__The data__
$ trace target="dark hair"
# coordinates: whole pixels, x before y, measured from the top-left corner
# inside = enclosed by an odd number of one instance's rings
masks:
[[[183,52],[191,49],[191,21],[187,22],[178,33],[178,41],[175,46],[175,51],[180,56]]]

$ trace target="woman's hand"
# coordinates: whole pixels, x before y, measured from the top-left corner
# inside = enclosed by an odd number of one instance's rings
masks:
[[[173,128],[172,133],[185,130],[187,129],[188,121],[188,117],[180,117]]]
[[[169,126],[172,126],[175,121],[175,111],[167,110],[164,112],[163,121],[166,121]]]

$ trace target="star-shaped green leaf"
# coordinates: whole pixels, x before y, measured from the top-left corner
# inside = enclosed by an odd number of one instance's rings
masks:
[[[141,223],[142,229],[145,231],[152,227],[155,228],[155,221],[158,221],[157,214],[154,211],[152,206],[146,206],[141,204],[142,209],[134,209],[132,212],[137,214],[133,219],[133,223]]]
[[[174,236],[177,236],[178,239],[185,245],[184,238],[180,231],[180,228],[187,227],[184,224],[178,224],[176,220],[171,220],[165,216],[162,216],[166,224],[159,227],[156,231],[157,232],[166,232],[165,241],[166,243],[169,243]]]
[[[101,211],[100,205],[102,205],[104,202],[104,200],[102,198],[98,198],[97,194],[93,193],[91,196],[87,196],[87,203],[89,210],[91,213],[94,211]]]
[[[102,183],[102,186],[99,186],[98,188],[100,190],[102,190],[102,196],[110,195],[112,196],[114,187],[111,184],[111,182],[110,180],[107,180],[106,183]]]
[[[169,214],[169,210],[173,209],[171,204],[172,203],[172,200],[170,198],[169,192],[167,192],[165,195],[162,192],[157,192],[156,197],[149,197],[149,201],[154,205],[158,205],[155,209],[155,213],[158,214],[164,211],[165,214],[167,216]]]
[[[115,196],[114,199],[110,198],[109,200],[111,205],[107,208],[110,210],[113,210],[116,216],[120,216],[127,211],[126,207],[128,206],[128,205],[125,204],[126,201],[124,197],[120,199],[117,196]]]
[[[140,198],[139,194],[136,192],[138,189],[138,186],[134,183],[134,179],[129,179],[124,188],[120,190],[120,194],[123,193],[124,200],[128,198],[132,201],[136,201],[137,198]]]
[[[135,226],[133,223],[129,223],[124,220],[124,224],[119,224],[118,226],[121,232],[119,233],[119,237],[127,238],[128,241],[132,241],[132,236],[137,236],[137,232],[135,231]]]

__Given exercise__
Retype all of the entries above, character for character, with every line and blank line kept in its original order.

__Response to this task__
$ trace target="dark hair"
# coordinates: whole pixels, x before y, measured from the top-left corner
# inside = enclosed by an odd number of one instance's rings
masks:
[[[183,52],[191,49],[191,21],[187,22],[178,33],[178,41],[175,46],[175,51],[180,56]]]

$ trace target="woman's hand"
# coordinates: whole pixels, x before y, measured from the top-left corner
# inside = enclosed by an odd number of one instance's rings
masks:
[[[173,128],[172,133],[185,130],[187,129],[188,121],[188,117],[180,117]]]
[[[169,126],[172,126],[175,121],[175,111],[167,110],[164,112],[163,121],[166,121]]]

$ trace target="star-shaped green leaf"
# coordinates: whole pixels, x before y, measured from the top-left corner
# inside = enclosed by an odd number of one instance's rings
masks:
[[[141,223],[142,229],[145,231],[152,227],[155,228],[155,221],[158,221],[157,214],[154,211],[152,206],[146,206],[141,204],[142,209],[134,209],[132,212],[137,214],[133,219],[133,223]]]
[[[174,236],[177,236],[178,239],[185,245],[184,238],[180,231],[180,228],[187,227],[184,224],[178,224],[176,220],[171,220],[165,216],[162,216],[166,224],[159,227],[156,231],[157,232],[166,232],[165,241],[166,243],[169,243]]]
[[[101,211],[100,205],[102,205],[104,202],[104,200],[102,198],[98,198],[97,194],[93,193],[91,196],[87,196],[87,203],[89,210],[91,213],[94,211]]]
[[[102,183],[102,186],[99,186],[98,188],[100,190],[102,190],[102,196],[110,195],[112,196],[114,187],[111,184],[111,182],[110,180],[107,180],[106,183]]]
[[[169,214],[169,210],[173,209],[171,204],[172,203],[172,200],[170,198],[169,192],[167,192],[165,195],[162,192],[157,192],[156,197],[149,197],[149,201],[154,205],[158,205],[155,209],[155,213],[158,214],[164,211],[165,214],[167,216]]]
[[[115,196],[114,199],[110,198],[109,200],[111,205],[107,208],[110,210],[113,210],[116,216],[120,216],[127,211],[126,207],[128,206],[128,205],[125,204],[126,201],[124,197],[120,199],[117,196]]]
[[[140,198],[139,194],[136,192],[138,189],[138,186],[134,183],[134,179],[129,179],[124,188],[120,190],[120,194],[123,193],[124,200],[128,198],[132,201],[136,201],[137,198]]]
[[[135,226],[133,223],[129,223],[124,220],[124,224],[119,224],[118,226],[121,232],[119,233],[119,237],[127,238],[128,241],[132,241],[132,236],[137,236],[137,232],[135,231]]]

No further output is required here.